** PROBLEM DESCRIPTION **
What follows is a listing. Return every line of it exactly.

** RECORDS **
+++

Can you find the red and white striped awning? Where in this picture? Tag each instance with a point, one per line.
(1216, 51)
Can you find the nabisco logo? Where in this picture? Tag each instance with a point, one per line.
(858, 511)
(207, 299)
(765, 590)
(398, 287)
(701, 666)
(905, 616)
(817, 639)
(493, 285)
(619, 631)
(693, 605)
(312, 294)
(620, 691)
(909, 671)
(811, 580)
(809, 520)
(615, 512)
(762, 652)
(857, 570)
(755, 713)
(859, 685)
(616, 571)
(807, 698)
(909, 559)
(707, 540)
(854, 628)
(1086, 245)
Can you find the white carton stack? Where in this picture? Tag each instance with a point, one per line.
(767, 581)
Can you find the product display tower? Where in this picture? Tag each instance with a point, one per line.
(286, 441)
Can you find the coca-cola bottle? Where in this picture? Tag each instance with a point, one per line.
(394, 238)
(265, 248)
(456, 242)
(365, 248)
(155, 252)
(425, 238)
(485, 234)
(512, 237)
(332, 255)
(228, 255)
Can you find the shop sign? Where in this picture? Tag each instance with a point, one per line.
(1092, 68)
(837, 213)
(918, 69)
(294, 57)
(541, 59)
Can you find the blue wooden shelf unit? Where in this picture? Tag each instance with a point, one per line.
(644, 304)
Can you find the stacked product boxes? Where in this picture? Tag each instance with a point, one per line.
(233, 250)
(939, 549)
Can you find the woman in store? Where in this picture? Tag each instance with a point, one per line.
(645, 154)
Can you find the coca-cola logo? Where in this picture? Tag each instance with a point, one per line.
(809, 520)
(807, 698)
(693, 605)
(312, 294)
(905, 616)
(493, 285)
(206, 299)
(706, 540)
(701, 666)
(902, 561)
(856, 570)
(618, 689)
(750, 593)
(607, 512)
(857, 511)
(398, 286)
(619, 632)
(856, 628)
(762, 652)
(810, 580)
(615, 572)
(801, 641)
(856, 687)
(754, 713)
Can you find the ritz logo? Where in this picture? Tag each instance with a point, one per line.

+++

** ANSWER BOX **
Can you find the red and white striped awning? Where in this picture? Tag each instance with a point, one per line.
(1216, 51)
Can you find the nabisco logo? Where in this picture? Tag each instance with a point, one per line.
(858, 511)
(207, 299)
(765, 590)
(398, 287)
(701, 666)
(905, 616)
(817, 639)
(493, 285)
(619, 631)
(693, 605)
(312, 294)
(620, 691)
(909, 671)
(811, 580)
(809, 520)
(615, 512)
(762, 652)
(857, 570)
(755, 713)
(859, 685)
(616, 571)
(807, 698)
(909, 559)
(707, 540)
(854, 628)
(1086, 245)
Can you find the white carton stack? Where in this picture? Tag each instance with a point, one per line.
(767, 581)
Can you find the product display tower? Where in this picture? Tag each instance with a point, one per line.
(286, 441)
Can you find the coca-cola bottle? Where in this picture? Tag each instance with a point, one per line.
(394, 238)
(265, 248)
(456, 242)
(365, 248)
(155, 252)
(425, 238)
(485, 234)
(512, 237)
(332, 255)
(228, 255)
Can you find the shop sign? Where in this picture? Tag each instance with a point, one per line.
(1092, 68)
(837, 213)
(918, 69)
(294, 57)
(541, 59)
Can you find the blue wooden shelf unit? Where in this picture? Tag each instance with a point, one per line.
(644, 304)
Can you find the stacked product boxes? Where in this picture? Tag each instance with a point, one per line.
(233, 250)
(939, 549)
Can you find the woman in store? Where in this picture? Tag each instance with a point, one per line.
(645, 154)
Can you find the coca-cola logo? Where in this picture? Tag each instance with a point, one per line.
(809, 520)
(807, 698)
(693, 605)
(312, 294)
(905, 616)
(493, 285)
(206, 299)
(706, 540)
(701, 666)
(902, 561)
(856, 570)
(618, 689)
(750, 593)
(607, 512)
(857, 511)
(398, 286)
(619, 632)
(856, 628)
(762, 652)
(810, 580)
(615, 572)
(801, 641)
(856, 687)
(754, 713)
Can you find the ritz logo? Where in this picture? Tag each instance with a point, one per line.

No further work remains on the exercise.